*** Opening Material for this exercise ***
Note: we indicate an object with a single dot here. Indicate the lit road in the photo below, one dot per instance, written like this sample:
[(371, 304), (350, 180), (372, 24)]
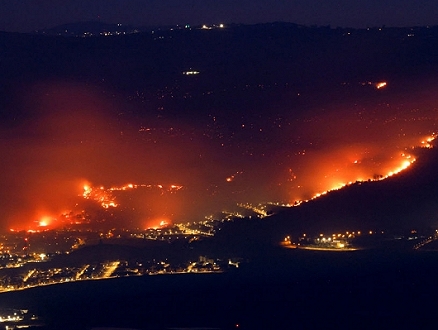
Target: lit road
[(109, 269)]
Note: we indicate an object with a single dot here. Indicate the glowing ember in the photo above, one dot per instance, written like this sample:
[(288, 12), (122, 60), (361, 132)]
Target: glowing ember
[(380, 85)]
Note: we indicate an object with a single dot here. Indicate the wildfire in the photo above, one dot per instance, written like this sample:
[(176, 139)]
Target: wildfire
[(380, 85)]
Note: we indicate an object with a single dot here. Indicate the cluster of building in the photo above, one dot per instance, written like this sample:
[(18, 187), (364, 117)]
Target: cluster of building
[(33, 277)]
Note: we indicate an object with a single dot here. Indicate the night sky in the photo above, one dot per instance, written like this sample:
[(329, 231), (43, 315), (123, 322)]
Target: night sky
[(28, 15)]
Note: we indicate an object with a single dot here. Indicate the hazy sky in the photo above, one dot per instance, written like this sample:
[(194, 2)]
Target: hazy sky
[(28, 15)]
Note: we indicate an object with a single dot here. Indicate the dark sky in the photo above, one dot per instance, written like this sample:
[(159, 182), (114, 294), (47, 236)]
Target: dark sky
[(28, 15)]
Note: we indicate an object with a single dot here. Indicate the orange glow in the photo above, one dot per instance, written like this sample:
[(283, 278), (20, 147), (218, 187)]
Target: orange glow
[(158, 223), (380, 85)]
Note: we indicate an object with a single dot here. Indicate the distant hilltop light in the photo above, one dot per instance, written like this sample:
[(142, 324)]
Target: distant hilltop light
[(191, 72), (214, 26)]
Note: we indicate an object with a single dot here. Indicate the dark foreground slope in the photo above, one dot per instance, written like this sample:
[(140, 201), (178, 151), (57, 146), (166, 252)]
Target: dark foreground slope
[(398, 204)]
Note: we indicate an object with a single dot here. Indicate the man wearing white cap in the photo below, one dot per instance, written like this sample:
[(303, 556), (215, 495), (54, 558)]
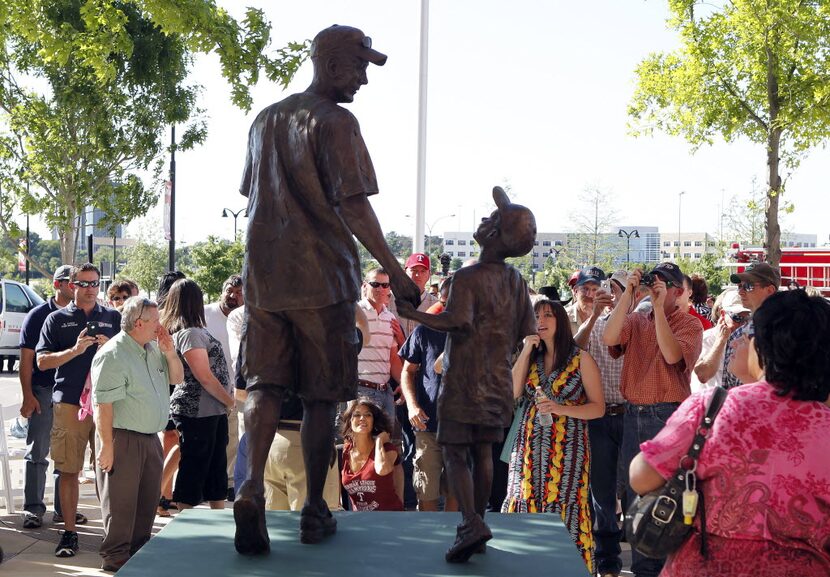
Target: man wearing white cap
[(708, 371)]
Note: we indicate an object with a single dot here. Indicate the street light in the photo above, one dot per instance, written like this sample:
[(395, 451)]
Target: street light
[(429, 228), (679, 202), (636, 234), (226, 211)]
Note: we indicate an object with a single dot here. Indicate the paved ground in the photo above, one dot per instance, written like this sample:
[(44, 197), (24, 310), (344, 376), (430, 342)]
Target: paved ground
[(31, 553)]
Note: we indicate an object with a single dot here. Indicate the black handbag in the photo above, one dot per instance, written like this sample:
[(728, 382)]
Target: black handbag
[(656, 524)]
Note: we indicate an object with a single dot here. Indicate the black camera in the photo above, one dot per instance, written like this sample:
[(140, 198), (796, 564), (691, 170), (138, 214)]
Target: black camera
[(92, 329)]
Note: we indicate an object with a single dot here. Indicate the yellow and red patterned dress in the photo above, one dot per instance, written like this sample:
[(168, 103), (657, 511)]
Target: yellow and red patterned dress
[(549, 466)]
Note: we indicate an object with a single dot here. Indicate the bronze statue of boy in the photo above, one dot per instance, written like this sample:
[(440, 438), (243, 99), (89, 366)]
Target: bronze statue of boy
[(307, 178), (488, 313)]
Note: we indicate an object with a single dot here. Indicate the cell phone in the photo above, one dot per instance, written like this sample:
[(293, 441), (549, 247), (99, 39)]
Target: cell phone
[(92, 329)]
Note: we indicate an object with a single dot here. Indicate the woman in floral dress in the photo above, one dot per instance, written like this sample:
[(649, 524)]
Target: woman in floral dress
[(549, 465)]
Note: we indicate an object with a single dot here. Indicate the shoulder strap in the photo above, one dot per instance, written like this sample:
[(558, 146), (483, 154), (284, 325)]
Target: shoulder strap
[(715, 403)]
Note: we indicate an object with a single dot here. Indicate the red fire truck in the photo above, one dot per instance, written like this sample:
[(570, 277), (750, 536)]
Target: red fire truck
[(806, 266)]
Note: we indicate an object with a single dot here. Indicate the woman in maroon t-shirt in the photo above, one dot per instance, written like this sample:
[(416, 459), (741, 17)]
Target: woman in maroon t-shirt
[(369, 458)]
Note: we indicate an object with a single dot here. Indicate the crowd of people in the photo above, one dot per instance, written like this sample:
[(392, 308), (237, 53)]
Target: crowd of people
[(615, 379)]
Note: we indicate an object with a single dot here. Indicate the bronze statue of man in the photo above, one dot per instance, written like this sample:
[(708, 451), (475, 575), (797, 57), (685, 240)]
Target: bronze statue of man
[(488, 313), (307, 177)]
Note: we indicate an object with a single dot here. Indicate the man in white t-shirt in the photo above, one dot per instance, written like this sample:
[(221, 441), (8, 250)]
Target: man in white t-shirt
[(216, 319)]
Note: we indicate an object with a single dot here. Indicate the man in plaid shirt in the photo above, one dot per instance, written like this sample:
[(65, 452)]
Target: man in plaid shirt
[(606, 433)]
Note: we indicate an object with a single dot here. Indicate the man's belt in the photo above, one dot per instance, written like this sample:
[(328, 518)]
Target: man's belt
[(614, 409), (371, 385), (289, 425)]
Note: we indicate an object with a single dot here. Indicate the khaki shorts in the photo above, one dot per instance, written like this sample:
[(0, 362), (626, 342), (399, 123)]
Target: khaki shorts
[(428, 477), (70, 438)]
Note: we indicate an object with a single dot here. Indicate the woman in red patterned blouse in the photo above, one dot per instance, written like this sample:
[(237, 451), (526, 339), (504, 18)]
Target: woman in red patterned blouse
[(369, 459), (764, 471)]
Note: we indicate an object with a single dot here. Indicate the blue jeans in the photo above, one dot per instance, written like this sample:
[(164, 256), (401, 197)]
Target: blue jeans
[(606, 436), (642, 423), (37, 448)]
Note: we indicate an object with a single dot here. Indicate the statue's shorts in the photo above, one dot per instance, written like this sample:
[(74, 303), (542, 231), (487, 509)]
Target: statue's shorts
[(311, 352)]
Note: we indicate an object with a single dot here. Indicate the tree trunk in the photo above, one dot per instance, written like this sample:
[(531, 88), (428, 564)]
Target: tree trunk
[(773, 240)]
*** Closing Material for this exercise ***
#### Problem description
Show the lines above that include "below".

#### Expected output
Note: we indicate an object with a single dot here. Indicate the lit road in the photo below, one dot per instance, written like this sample:
Note: we indicate an object with a single dot here. Indicate the man wearing white cap in the photo below, one dot per instance, written like this sample:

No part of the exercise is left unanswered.